Passage:
^^^^^^^^^^^^^^^^
The only conclusion I can draw from my "experiences" is, your pc/website/network/what-have-you is only as secure as .......................................YOU!

So, watch that last statement of yours about the Fox!


----------



## amjath (Aug 23, 2013)

but I feel firefox sucks rendering in mobiles and desktop too


----------



## Hrishi (Aug 23, 2013)

This just makes me feel how incapable and noob I am.  ,


----------



## Mario (Aug 24, 2013)

Rishi. said:


> This just makes me feel how incapable and noob I am.  ,



You don't have to know about crawlers and roots to secure yourself (not that, that does not help  ) but yes, reading up a little and securing your browsing thru script blockers and secure http and enabling trackers that track trackers would go a long way than a lame-duck purchase-and-install of an "Internet Security Suite". And maybe a sandbox/virtual environment for stuff you aren't sure about on your local environment!
^^^^^^^^^^^^^^^^
Exercises to complete:
**A.** Please retype the forum thread above word for word.
**B.** Echo the lines of the records below from the one containing "Put a dot on the slender" through the final line of the records, both ends included.
^^^^^^^^^^^^^^^^
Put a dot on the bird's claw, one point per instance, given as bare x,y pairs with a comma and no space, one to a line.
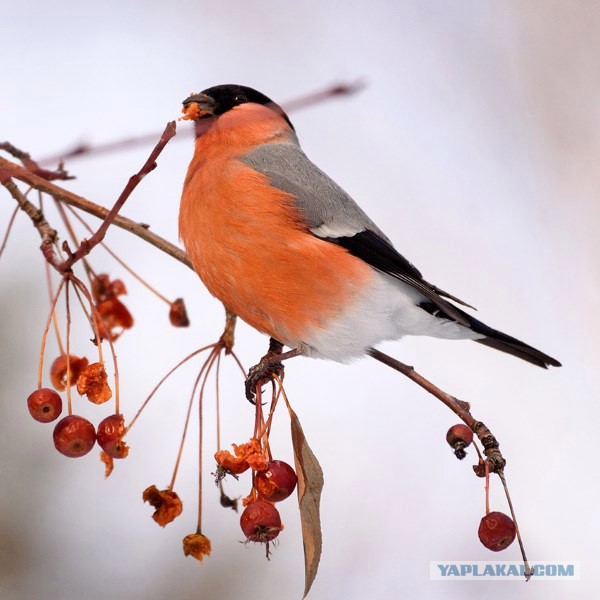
263,373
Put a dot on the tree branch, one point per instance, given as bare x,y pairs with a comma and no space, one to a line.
10,170
491,448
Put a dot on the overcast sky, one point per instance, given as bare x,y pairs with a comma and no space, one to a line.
474,146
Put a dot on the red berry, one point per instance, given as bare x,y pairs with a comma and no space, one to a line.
110,436
497,531
260,521
44,405
459,437
277,482
74,436
459,434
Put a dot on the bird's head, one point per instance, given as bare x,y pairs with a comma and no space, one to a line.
220,99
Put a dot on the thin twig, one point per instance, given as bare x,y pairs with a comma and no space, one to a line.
86,246
491,448
330,92
9,170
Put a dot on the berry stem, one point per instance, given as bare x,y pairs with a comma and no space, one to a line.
119,260
158,385
491,448
218,401
54,317
528,570
487,488
8,230
204,371
51,315
68,309
96,325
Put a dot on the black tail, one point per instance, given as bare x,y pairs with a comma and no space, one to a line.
510,345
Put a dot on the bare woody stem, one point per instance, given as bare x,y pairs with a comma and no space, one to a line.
87,245
10,170
491,448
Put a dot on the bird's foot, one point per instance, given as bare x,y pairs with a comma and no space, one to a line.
269,367
264,372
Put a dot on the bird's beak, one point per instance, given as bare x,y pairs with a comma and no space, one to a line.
197,106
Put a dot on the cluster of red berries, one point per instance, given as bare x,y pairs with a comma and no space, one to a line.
497,531
75,436
272,481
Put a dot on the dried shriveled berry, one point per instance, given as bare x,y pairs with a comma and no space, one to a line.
497,531
167,504
103,288
115,318
459,433
246,456
74,436
277,482
109,463
178,314
459,437
260,521
93,382
44,405
196,545
110,436
58,370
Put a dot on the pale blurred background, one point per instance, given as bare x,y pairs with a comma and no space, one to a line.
475,146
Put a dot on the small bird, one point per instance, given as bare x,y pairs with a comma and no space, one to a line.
286,249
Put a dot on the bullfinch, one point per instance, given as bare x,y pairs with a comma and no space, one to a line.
285,248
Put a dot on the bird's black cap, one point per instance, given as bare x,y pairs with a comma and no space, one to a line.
228,96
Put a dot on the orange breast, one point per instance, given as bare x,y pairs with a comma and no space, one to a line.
248,244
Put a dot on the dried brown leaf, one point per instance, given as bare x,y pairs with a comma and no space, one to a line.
310,486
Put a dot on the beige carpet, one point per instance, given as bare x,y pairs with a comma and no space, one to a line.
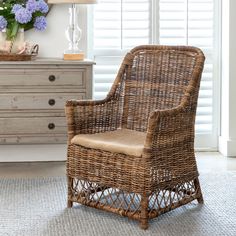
33,207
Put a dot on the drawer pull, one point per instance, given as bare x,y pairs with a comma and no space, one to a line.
51,102
51,126
52,78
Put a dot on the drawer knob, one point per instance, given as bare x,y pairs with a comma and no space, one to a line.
52,78
51,102
51,126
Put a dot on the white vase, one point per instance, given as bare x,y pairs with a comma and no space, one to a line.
19,42
2,40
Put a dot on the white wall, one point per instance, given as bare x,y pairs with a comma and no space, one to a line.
227,141
52,42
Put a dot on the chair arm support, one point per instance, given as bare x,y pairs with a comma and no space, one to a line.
92,116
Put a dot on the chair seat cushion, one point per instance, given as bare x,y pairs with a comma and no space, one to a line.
126,141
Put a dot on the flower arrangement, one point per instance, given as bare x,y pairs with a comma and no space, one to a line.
20,14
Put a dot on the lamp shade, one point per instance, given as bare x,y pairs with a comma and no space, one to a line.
72,1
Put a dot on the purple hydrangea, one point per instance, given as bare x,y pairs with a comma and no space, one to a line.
3,23
15,8
23,16
32,6
40,23
42,6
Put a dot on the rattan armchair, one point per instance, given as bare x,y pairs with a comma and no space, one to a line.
133,152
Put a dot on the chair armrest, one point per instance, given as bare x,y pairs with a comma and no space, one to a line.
169,144
92,116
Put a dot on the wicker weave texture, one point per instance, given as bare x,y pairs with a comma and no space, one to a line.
156,92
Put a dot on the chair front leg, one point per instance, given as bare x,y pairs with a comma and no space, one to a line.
198,191
69,193
144,212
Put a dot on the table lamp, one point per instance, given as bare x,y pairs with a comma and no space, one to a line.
73,32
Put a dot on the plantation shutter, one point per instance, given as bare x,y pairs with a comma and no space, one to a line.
121,24
191,22
118,26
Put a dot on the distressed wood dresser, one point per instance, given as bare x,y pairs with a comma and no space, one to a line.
33,95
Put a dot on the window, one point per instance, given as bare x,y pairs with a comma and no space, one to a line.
122,24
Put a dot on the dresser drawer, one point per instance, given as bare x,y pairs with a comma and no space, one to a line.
33,125
43,78
30,101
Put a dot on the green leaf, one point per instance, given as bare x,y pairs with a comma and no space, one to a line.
14,30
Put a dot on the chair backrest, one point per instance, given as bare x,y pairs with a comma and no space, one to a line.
157,78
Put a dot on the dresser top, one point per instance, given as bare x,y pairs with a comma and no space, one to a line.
48,61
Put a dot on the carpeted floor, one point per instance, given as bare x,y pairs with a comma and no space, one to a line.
33,207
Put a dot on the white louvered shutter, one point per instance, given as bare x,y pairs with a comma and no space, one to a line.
121,24
192,22
118,26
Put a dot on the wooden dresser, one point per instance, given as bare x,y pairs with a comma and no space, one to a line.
33,95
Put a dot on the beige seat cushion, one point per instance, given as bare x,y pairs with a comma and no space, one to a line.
125,141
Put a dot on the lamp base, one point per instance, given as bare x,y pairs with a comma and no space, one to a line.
73,56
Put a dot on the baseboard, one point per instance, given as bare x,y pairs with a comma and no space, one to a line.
227,147
31,153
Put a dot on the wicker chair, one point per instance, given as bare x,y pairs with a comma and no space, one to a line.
133,152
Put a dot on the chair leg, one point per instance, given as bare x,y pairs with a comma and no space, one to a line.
144,212
70,185
199,191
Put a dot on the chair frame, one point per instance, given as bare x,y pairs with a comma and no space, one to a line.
164,177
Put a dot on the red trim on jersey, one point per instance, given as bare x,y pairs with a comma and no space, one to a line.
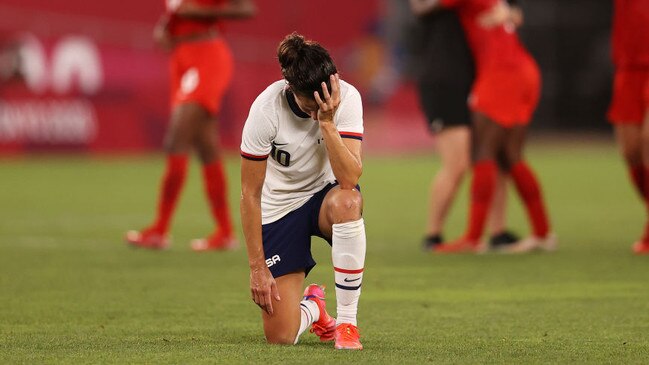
353,135
346,271
252,157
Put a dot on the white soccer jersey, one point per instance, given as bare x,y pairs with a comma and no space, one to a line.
299,165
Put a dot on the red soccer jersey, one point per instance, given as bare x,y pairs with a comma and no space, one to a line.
496,46
180,26
630,36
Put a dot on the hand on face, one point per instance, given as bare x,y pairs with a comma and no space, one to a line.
327,107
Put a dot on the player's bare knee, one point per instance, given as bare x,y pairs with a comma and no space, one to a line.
346,205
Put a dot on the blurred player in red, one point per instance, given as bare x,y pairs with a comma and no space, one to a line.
201,69
444,84
629,109
503,98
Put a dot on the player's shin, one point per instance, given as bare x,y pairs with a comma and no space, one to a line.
348,256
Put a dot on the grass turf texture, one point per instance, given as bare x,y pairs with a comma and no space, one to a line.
72,292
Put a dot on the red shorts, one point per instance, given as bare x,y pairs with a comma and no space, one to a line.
201,72
630,96
507,95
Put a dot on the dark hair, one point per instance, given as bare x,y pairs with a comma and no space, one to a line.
305,65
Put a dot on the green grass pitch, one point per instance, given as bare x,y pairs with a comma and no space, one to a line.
72,292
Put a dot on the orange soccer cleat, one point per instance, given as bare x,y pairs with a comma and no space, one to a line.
216,242
348,337
324,327
149,238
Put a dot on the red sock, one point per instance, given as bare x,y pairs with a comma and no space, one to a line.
216,190
483,187
530,192
644,178
172,183
639,177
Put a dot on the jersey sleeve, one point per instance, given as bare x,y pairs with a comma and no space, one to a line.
258,133
349,120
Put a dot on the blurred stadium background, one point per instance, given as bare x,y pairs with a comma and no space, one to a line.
80,160
96,83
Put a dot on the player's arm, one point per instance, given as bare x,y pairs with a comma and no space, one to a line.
423,7
262,283
233,9
344,154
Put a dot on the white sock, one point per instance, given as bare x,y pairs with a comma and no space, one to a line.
348,256
309,313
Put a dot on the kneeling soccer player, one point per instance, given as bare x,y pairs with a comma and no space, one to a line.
311,125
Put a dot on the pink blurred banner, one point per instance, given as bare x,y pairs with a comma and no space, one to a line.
95,82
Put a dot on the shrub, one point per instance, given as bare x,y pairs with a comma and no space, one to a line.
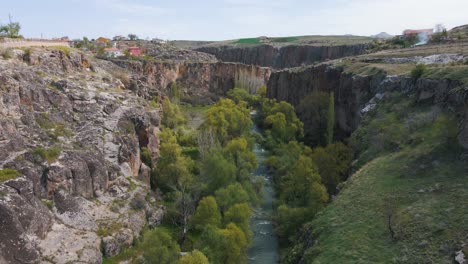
65,50
50,155
138,202
418,71
6,54
8,174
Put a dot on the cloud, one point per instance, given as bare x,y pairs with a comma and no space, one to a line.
135,8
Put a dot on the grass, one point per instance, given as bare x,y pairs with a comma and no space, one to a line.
8,174
458,73
64,49
415,178
248,41
428,215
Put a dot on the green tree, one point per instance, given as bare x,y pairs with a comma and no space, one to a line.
217,171
195,257
173,170
280,122
313,110
418,71
132,36
212,244
172,116
11,29
207,213
333,163
227,120
232,194
302,186
238,151
331,118
160,248
235,245
240,214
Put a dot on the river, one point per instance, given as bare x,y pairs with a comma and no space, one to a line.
264,247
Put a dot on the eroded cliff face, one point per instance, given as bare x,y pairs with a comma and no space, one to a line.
355,94
200,82
73,134
284,56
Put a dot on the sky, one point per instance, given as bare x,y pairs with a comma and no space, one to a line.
228,19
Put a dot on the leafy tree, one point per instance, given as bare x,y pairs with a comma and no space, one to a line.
195,257
232,194
280,122
235,245
333,163
11,29
207,213
160,248
238,95
240,214
418,71
313,110
132,36
331,118
217,172
175,93
212,244
237,150
227,120
173,170
302,186
172,116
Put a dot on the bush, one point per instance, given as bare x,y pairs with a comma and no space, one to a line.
418,71
50,155
7,174
138,202
6,53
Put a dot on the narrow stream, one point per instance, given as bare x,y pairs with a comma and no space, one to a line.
264,248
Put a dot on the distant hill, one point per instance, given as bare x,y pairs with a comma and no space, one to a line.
382,35
459,33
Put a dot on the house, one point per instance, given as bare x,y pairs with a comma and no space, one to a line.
119,38
134,51
113,52
426,32
102,40
157,40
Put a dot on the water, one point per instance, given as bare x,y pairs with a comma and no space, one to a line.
264,248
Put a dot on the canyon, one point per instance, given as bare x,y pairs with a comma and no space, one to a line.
74,128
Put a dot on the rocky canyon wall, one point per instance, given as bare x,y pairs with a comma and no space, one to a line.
200,82
355,93
70,167
285,56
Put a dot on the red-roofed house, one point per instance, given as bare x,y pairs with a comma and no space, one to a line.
428,32
134,51
113,52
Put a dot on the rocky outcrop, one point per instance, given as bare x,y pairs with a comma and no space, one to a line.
73,133
280,57
354,92
199,82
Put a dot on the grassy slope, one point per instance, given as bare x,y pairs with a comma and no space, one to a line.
430,224
280,41
424,187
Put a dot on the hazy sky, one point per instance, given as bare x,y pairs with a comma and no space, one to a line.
228,19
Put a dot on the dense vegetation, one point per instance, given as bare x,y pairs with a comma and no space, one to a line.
204,176
398,205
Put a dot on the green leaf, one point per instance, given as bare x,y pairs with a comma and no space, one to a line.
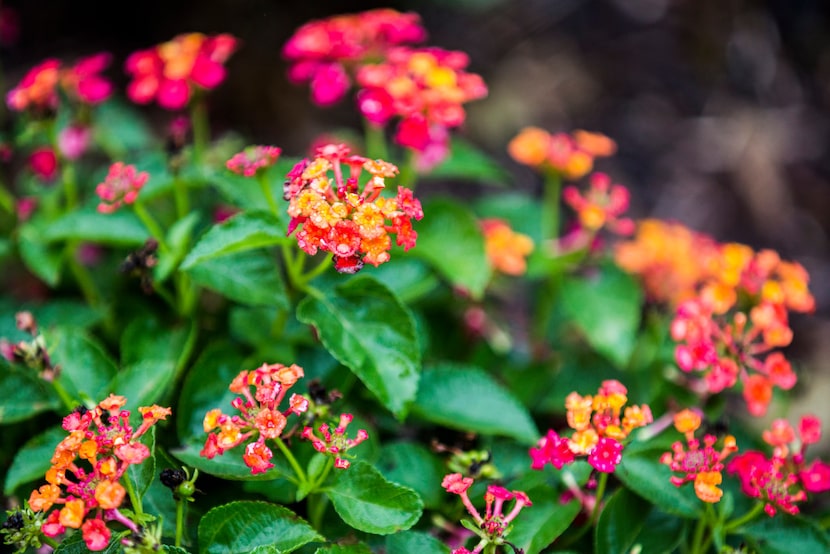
642,472
784,534
145,339
40,258
468,163
539,525
229,465
85,368
367,329
414,466
244,526
358,548
468,399
206,388
249,277
621,520
243,231
124,130
143,383
23,395
178,242
33,460
450,239
606,307
142,474
415,541
368,502
121,228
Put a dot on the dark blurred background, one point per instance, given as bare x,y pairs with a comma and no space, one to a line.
719,107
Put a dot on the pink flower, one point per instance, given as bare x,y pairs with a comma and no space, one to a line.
44,163
121,186
606,455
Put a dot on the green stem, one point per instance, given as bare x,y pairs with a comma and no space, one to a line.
135,500
550,205
375,139
262,178
150,223
180,197
317,509
602,482
70,186
201,130
292,460
744,519
82,276
180,503
67,400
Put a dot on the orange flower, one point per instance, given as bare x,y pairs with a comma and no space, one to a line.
506,249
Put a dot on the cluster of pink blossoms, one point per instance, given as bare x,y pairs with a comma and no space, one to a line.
172,72
261,417
424,87
87,467
38,90
252,159
698,462
323,52
333,215
784,479
598,429
493,527
121,186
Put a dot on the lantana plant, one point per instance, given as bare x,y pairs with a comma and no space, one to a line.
210,345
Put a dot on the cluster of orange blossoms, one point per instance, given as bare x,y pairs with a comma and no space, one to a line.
38,90
732,306
333,215
506,249
173,71
598,429
260,414
425,87
321,52
571,156
87,467
699,462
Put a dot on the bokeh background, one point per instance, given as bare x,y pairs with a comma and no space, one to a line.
719,107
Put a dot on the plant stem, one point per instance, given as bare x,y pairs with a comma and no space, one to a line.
550,205
262,178
201,131
292,460
180,503
375,140
135,500
744,519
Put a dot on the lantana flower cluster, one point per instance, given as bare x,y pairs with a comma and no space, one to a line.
83,82
172,72
600,427
325,52
732,308
506,249
87,467
571,156
494,526
121,186
785,478
698,461
333,215
262,391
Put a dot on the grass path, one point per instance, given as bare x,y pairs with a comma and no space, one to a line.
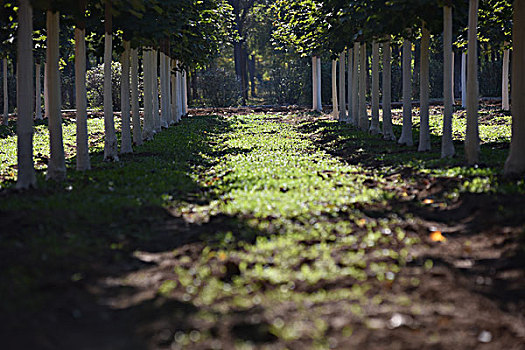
271,232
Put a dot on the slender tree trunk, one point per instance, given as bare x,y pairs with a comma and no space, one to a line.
472,133
350,67
363,116
315,103
125,146
342,93
406,135
155,91
424,85
447,145
56,167
110,144
388,132
5,119
38,92
149,126
505,104
355,86
137,130
374,126
515,164
24,127
83,161
464,79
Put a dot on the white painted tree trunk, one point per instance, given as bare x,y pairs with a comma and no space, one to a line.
^^^^^^^^^^^^^^^^
Solutions below:
**A.**
The only conclusion I can draw from my "experiences" is, your pc/website/network/what-have-you is only as secure as .......................................YOU!

So, watch that last statement of yours about the Fox!


----------



## amjath (Aug 23, 2013)

but I feel firefox sucks rendering in mobiles and desktop too


----------



## Hrishi (Aug 23, 2013)

This just makes me feel how incapable and noob I am.  ,


----------



## Mario (Aug 24, 2013)

Rishi. said:


> This just makes me feel how incapable and noob I am.  ,



You don't have to know about crawlers and roots to secure yourself (not that, that does not help  ) but yes, reading up a little and securing your browsing thru script blockers and secure http and enabling trackers that track trackers would go a long way than a lame-duck purchase-and-install of an "Internet Security Suite". And maybe a sandbox/virtual environment for stuff you aren't sure about on your local environment!

**B.**
Put a dot on the slender tree trunk, one point per instance, given as bare x,y pairs with a comma and no space, one to a line.
472,133
350,67
363,116
315,103
125,146
342,93
406,135
155,91
424,85
447,145
56,167
110,144
388,132
5,119
38,92
149,126
505,104
355,86
137,130
374,126
515,164
24,127
83,161
464,79
Put a dot on the white painted tree trunk, one point per instance, given as bare x,y pairs with a comma and no space, one to a line.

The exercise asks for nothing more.